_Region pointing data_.
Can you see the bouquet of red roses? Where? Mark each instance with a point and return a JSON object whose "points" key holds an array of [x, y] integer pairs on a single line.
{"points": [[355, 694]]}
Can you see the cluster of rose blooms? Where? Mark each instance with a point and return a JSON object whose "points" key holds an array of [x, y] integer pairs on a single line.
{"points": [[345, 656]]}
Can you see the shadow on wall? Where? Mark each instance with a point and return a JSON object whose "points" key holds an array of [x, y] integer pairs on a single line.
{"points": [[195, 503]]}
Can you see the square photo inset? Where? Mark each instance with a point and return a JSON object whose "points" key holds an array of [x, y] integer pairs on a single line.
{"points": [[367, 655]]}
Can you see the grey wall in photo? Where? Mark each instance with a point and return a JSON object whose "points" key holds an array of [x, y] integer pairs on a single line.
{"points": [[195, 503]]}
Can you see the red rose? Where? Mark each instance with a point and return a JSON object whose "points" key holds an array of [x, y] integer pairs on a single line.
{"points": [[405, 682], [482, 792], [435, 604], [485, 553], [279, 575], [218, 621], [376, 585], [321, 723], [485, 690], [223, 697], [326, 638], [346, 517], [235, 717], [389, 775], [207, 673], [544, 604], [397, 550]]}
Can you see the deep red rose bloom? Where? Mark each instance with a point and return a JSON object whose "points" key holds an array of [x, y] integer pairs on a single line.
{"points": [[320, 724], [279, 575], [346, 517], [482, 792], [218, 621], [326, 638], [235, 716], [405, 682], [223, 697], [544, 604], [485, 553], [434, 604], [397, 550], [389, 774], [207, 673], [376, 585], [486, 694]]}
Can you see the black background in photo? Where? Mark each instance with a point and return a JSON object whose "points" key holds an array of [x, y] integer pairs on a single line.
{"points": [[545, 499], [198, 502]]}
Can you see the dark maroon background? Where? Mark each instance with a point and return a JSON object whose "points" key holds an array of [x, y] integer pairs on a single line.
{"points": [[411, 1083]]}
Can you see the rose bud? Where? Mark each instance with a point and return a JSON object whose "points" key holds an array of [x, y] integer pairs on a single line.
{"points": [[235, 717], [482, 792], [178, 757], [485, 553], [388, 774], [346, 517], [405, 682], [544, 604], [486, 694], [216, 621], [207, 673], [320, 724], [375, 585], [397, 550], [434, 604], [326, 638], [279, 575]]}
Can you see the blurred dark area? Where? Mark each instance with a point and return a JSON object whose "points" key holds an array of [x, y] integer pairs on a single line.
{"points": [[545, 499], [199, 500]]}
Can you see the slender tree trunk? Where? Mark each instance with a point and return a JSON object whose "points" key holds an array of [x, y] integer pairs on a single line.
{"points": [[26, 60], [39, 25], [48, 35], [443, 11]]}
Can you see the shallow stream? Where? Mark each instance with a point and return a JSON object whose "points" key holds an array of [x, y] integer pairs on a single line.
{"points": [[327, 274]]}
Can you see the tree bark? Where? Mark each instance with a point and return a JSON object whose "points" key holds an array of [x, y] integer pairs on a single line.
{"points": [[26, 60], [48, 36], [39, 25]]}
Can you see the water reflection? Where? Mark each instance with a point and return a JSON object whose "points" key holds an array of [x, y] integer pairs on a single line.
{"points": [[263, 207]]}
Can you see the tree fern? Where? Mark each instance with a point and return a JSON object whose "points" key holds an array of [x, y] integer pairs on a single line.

_THE TASK_. Transcribe the data above in full, exactly.

_RESPONSE TO THIS EXERCISE_.
Can you see the bouquet of red roses? Where? Mark each instance with a point and return a JSON object whose "points" key holds an array of [x, y] integer pairs on a single line.
{"points": [[355, 694]]}
Can you see the cluster of rose blooms? Where? Mark each instance with a point and return a JSON object whose "points" key holds an array of [x, y] integer pairs on a single line.
{"points": [[345, 656]]}
Can you see the shadow on wall? Where? Mark each instance with a point and return a JSON object whose "points" key holds an array of [x, y] integer pairs on a single line.
{"points": [[195, 503]]}
Can you see the square photo inset? Where? Mark each instance with a point and return a JSON object whose "points" key holds an array of [x, y] integer pairs on a single line.
{"points": [[367, 655]]}
Can you see the grey wall in photo? Where? Mark each instance with a point and return a JSON object whose "points" key holds an array of [x, y] integer pairs on a single line.
{"points": [[195, 503]]}
Can you see the red rose? Where? Mark each instance with a point and return a JSON object whose "points" key holds an array of [x, y] integer pairs on a single line.
{"points": [[405, 682], [482, 792], [435, 604], [485, 553], [279, 575], [218, 621], [376, 585], [321, 723], [485, 690], [223, 697], [326, 638], [346, 517], [235, 717], [389, 775], [207, 673], [544, 604], [397, 550]]}
Can you see the deep red rose bloom? Where? Mark each instance with a point and return a JSON object whose "points" key holds an array of [x, y] integer pairs on a single line.
{"points": [[320, 724], [279, 575], [346, 517], [482, 792], [218, 621], [326, 638], [235, 716], [405, 682], [223, 697], [544, 604], [485, 553], [434, 604], [397, 550], [389, 774], [207, 673], [376, 585], [486, 694]]}
Can you see the black background in photo? Where? Mark each instance with a point and return a JSON object whose "points" key holds an array of [x, y] integer pairs on a single line.
{"points": [[545, 499], [198, 502]]}
Can you see the dark maroon background? Where? Mark each instance with a point and return a JSON object whose "points" key holds an array of [x, y] integer pairs on a single line.
{"points": [[411, 1083]]}
Can you see the rose bud? Where? Mark each instance with a point and return a JSON object whose "points" key holds an array of [x, y] integer pairs on a single line.
{"points": [[235, 717], [482, 792], [178, 757], [485, 553], [388, 774], [346, 517], [405, 682], [544, 604], [486, 694], [216, 621], [207, 673], [320, 724], [375, 585], [397, 550], [434, 604], [326, 638], [279, 575]]}
Can you see the blurred dark area? Where? Mark each instance with a point and return a JSON object whose "points" key holds an array of [x, y] integer pairs on a single line.
{"points": [[545, 499], [199, 500]]}
Can you see the slender tree trunk? Where? Mark each instance with a point and return a JSON object whose "points" key holds an array of [x, y] integer pairs on a single line.
{"points": [[26, 60], [39, 25], [48, 35], [443, 11]]}
Can you see the shallow stream? Where? Mark each instance with a point and return a JSON object whose "points" key holds an array of [x, y] integer pairs on a single line.
{"points": [[327, 274]]}
Can you see the tree bark? Where? Mark each instance with a point and return a JSON object whose "points" key holds an array of [x, y] integer pairs on a single line.
{"points": [[26, 60], [48, 36], [39, 25]]}
Can you see the water reflection? Where? Mark each instance with a point and return a JSON object whose "points" key holds an array of [x, y] integer pairs on a single line.
{"points": [[263, 207]]}
Can you see the tree fern? Where? Mark each instance with a point and return a JSON object whose "points" key holds an array of [x, y] integer pairs on a single line.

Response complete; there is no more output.